DATA PROVIDED:
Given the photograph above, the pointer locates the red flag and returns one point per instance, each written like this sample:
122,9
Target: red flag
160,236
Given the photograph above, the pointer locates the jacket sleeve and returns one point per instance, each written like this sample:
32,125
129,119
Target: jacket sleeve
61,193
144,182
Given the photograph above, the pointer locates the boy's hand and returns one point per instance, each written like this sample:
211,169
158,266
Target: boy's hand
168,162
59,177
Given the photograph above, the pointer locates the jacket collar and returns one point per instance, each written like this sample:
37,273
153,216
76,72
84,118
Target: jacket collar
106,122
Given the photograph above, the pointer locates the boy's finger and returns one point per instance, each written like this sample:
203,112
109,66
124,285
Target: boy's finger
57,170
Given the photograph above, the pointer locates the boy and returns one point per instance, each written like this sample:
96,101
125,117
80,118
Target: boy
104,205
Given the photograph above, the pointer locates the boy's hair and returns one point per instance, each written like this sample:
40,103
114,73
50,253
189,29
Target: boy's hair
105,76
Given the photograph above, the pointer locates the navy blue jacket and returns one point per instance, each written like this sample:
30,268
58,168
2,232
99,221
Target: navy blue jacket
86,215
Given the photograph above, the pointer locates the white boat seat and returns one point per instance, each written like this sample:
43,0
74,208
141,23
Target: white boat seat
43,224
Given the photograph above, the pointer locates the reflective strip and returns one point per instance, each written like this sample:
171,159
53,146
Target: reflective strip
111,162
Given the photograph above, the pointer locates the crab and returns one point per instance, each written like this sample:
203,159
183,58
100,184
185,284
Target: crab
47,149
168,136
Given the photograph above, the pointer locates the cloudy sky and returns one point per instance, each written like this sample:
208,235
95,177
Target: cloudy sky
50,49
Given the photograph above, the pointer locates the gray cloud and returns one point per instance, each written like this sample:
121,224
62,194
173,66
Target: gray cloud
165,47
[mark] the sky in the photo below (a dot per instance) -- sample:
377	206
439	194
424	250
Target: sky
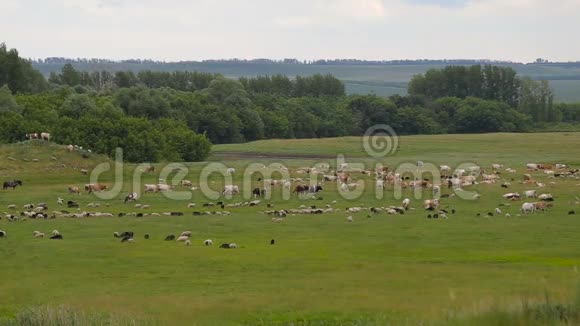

WHAT YOU NEED TO DO: Turn the material above into a Markdown table with the columns "No." and "Text." Put each line in its own row, number the rows in order, skip blank lines, and leave the pictures out.

OUTPUT OF THE TASK:
| No. | Text |
|---|---|
| 1 | Given the photograph above, the pointer locates the red flag and returns one point per instance, each written like this sample: |
| 2 | 122,9 |
| 3 | Target: red flag |
| 4 | 160,236 |
| 5 | Given the photograph above, the pointer locates the jacket sleeve and returns one point per instance, each written like this sample: |
| 6 | 32,125 |
| 7 | 129,119 |
| 8 | Target: jacket sleeve |
| 9 | 61,193 |
| 10 | 144,182 |
| 11 | Given the photograph above, the pointer locates the boy's hand and returns one point per instance, each written like this sample: |
| 12 | 211,169 |
| 13 | 158,266 |
| 14 | Target: boy's hand |
| 15 | 168,162 |
| 16 | 59,177 |
| 17 | Given the photograph above, the pointer locates the jacket collar and returns one point per instance, each written like this sample: |
| 18 | 37,273 |
| 19 | 153,216 |
| 20 | 76,72 |
| 21 | 84,118 |
| 22 | Target: jacket collar |
| 23 | 106,122 |
| 24 | Given the photograph above, the pointer locates the boy's finger and returns one point per instance, each written like this sample: |
| 25 | 203,112 |
| 26 | 109,66 |
| 27 | 124,285 |
| 28 | Target: boy's finger |
| 29 | 57,170 |
| 30 | Given the photograph above, the pointer locates the boy and returns one point per instance, each written like this sample: |
| 31 | 96,101 |
| 32 | 125,117 |
| 33 | 80,118 |
| 34 | Target: boy |
| 35 | 104,205 |
| 36 | Given the photograph above, the pointer locates the boy's hair and returns one point per instance, each written like this sample: |
| 37 | 40,103 |
| 38 | 114,73 |
| 39 | 50,253 |
| 40 | 189,29 |
| 41 | Target: boy's hair |
| 42 | 105,76 |
| 43 | Given the photograph above, the pointer locates the navy blue jacket and returns one point per instance, each written like this sample: |
| 44 | 30,268 |
| 45 | 58,168 |
| 46 | 2,232 |
| 47 | 99,221 |
| 48 | Target: navy blue jacket |
| 49 | 86,215 |
| 50 | Given the photograph above, the pointer locates the white boat seat and returns one point per instance, each written like this sample: |
| 51 | 43,0 |
| 52 | 74,208 |
| 53 | 141,23 |
| 54 | Target: white boat seat |
| 55 | 43,224 |
| 56 | Given the photograph above, the pointer locates the reflective strip and returns one point per instance, each written like this sample: |
| 57 | 171,159 |
| 58 | 53,146 |
| 59 | Target: reflective strip |
| 60 | 111,162 |
| 61 | Given the photograph above, the pointer locates the crab and returns one point per instance, each written like this sample: |
| 62 | 203,159 |
| 63 | 183,58 |
| 64 | 100,184 |
| 65 | 185,284 |
| 66 | Target: crab |
| 67 | 47,149 |
| 68 | 168,136 |
| 69 | Given the photograph above, the pointer locates the cloudy sky and returns one point per instance, each written like this sample: |
| 70 | 208,235 |
| 71 | 95,177 |
| 72 | Target: cloudy sky |
| 73 | 50,49 |
| 74 | Given the photograph above, the pointer locates the gray cloud and returns one point per instance, each written like this sample: |
| 75 | 121,224 |
| 76 | 62,194 |
| 77 | 173,66 |
| 78 | Target: gray cloud |
| 79 | 165,47 |
| 80 | [mark] the sky in the photo below (a dot per instance) -- sample: |
| 81 | 377	206 |
| 82 | 439	194 |
| 83 | 424	250 |
| 84 | Target: sky |